== Document text
-3

I'm looking for a very fast XML parser for Delphi, for very simple data.

Consider the following kind of data:

<node>
    <datatype1>randomdata</datatype1>
    <datatype2>randomdata</datatype2>
    <datatype3>randomdata</datatype3>
    <datatype4>randomdata</datatype4>
    <datatype5>randomdata</datatype5>
    <datatype6>randomdata</datatype6>
    <datatype7>randomdata</datatype7>
    <datatype8>randomdata</datatype8>
    <datatype9>randomdata</datatype9>
    <datatype10>randomdata</datatype10>
    <datatype11>randomdata</datatype11>
    <datatype12>randomdata</datatype12>
    <datatype13>randomdata</datatype13>
    <datatype14>randomdata</datatype14>
    <datatype15>randomdata</datatype15>
    <datatype16>randomdata</datatype16>
    <datatype17>randomdata</datatype17>
    <datatype18>randomdata</datatype18>
    <datatype19>randomdata</datatype19>
    <datatype20>randomdata</datatype20>
</node>

Copy this 10000 times (datatypes and the data being obviously different in a real scenario). Consider also the data contains Unicode.
====
== Records supplied
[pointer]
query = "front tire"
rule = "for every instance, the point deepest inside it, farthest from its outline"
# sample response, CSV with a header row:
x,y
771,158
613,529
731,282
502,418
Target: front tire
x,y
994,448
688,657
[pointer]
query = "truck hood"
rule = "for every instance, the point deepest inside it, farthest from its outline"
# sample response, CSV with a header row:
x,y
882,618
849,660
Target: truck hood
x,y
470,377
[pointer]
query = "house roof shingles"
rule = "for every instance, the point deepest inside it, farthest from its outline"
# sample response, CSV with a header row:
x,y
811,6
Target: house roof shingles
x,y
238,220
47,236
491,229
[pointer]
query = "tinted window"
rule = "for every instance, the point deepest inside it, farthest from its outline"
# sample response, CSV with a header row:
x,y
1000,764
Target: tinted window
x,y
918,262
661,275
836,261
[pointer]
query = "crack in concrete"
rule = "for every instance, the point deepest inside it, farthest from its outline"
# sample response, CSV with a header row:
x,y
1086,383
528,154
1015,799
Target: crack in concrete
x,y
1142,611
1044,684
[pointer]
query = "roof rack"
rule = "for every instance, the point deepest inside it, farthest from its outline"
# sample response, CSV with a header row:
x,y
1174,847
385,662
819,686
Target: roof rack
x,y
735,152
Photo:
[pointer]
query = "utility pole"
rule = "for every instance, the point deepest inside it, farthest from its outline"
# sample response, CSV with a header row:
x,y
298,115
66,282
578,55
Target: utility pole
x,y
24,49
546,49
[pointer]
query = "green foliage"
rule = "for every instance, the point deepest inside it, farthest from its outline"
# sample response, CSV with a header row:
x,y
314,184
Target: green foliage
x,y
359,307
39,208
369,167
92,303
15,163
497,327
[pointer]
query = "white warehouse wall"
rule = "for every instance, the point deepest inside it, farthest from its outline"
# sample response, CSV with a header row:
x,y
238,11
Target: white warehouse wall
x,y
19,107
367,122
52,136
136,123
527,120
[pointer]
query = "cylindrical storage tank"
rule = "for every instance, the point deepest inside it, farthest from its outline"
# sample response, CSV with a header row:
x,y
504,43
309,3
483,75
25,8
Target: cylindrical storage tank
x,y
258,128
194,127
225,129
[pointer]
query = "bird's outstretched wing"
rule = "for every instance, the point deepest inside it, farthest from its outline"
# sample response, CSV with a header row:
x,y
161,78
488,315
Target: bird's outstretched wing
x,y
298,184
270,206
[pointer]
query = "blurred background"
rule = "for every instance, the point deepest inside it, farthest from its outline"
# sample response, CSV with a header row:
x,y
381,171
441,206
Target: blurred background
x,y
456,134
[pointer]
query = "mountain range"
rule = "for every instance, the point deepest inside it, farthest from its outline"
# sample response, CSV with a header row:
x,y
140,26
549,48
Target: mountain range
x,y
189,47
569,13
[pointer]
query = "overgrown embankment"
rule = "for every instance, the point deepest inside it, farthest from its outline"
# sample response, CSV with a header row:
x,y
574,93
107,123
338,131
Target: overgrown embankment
====
▸ **Short exercise**:
Please answer this from the Delphi XML parser post: how many times should the sample node be copied?

▸ **Task answer**:
10000 times.